## [Source rows]
--- start ---

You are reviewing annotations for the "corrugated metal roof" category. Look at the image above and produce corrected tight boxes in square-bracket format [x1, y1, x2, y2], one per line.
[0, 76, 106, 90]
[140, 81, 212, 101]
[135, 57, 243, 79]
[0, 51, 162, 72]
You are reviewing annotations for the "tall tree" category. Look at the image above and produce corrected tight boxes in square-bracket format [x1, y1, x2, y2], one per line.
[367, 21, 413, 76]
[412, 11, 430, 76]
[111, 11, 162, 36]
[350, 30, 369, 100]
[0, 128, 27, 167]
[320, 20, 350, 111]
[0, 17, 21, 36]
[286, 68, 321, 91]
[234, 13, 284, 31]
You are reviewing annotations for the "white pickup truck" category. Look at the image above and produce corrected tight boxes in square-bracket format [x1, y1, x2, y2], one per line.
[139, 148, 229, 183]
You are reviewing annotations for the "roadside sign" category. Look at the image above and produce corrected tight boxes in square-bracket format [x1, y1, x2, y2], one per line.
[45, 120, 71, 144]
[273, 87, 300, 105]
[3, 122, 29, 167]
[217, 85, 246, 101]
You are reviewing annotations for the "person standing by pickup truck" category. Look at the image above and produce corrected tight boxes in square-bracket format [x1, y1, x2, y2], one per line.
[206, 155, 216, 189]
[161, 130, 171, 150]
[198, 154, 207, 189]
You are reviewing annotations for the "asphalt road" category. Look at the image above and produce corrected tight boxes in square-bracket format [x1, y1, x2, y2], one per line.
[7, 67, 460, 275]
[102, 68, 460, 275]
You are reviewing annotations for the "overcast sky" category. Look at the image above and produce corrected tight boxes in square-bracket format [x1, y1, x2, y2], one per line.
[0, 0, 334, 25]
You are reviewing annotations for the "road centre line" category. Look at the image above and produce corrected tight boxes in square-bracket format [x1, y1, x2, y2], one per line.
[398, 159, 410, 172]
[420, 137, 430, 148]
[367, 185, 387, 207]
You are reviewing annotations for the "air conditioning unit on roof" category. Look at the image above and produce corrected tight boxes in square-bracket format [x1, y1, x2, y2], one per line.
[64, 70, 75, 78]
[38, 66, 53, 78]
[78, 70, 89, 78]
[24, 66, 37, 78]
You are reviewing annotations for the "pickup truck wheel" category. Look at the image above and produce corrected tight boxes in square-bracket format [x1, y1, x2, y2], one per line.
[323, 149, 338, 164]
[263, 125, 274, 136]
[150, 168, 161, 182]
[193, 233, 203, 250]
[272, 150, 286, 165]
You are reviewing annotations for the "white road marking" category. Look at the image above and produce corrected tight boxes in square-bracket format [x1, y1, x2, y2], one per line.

--- end ---

## [To be done]
Copy every row above word for word. Keep each line in its original order.

## [Reply to the exercise]
You are reviewing annotations for the "corrugated metal roof" category. Look at the image above and produce corrected tight boxes in square-bracket format [x1, y1, x2, y2], one per line.
[0, 76, 106, 90]
[140, 81, 212, 101]
[135, 57, 243, 79]
[0, 51, 162, 72]
You are reviewing annotations for the "tall tree" category. Look at the image above and produce corrected tight boxes in square-bracket format [x1, y1, x2, y2], one per line.
[367, 21, 413, 76]
[412, 11, 430, 76]
[111, 11, 162, 36]
[350, 30, 369, 100]
[0, 128, 27, 167]
[320, 20, 350, 111]
[0, 17, 21, 36]
[286, 68, 321, 91]
[234, 13, 284, 31]
You are reviewing annotations for the "white pickup truck" category. Look at the image above and produce corrected tight boxes in square-bracket format [x1, y1, x2, y2], one per line.
[139, 148, 229, 183]
You are reviewing annotations for the "roadside sign" category. Look at the image above and produce corrected tight boxes in square-bracket format [x1, y1, x2, y2], one per line.
[45, 120, 71, 144]
[273, 87, 300, 105]
[3, 122, 29, 167]
[217, 85, 246, 101]
You are reviewing annotations for the "person standing by pickup truck" category. Look at the image above and produce corrected tight boxes in square-bracket format [x1, y1, x2, y2], one per line.
[206, 155, 216, 189]
[161, 130, 171, 150]
[198, 154, 207, 189]
You are reviewing annotations for the "asphalt road" category. Look at the image above and produce corrected tight boxes in square-bracket format [x1, y1, x2, y2], one per line.
[7, 67, 460, 275]
[102, 68, 460, 275]
You are reviewing annotations for the "overcast sky" category. Look at the image above and produce corrected tight boxes in square-bracket format [x1, y1, x2, y2], one per line.
[0, 0, 334, 25]
You are reviewing annotations for the "road centre line" category. Look at the image above and produce corrected tight boxes in square-bracket format [x1, y1, x2, y2], one per line.
[398, 159, 410, 172]
[420, 137, 430, 148]
[367, 185, 387, 207]
You are reviewing annotations for the "air conditioning unit on roof" category. Look at the image above and produce corrected tight boxes in square-bracket format [x1, y1, x2, y2], one per line.
[64, 70, 75, 78]
[38, 66, 53, 78]
[78, 70, 89, 78]
[24, 66, 37, 78]
You are reviewing annotations for the "pickup truck wheel" category. Look at the image above and produce corrected tight boxes in square-bracket format [x1, y1, x2, y2], one per line.
[323, 149, 338, 164]
[263, 125, 274, 136]
[150, 168, 161, 182]
[193, 233, 203, 250]
[272, 150, 286, 165]
You are reviewing annotations for the "white road marking" category. Look at the image above and produce corrected tight boxes in square-bracket format [x1, y1, x2, y2], one per line.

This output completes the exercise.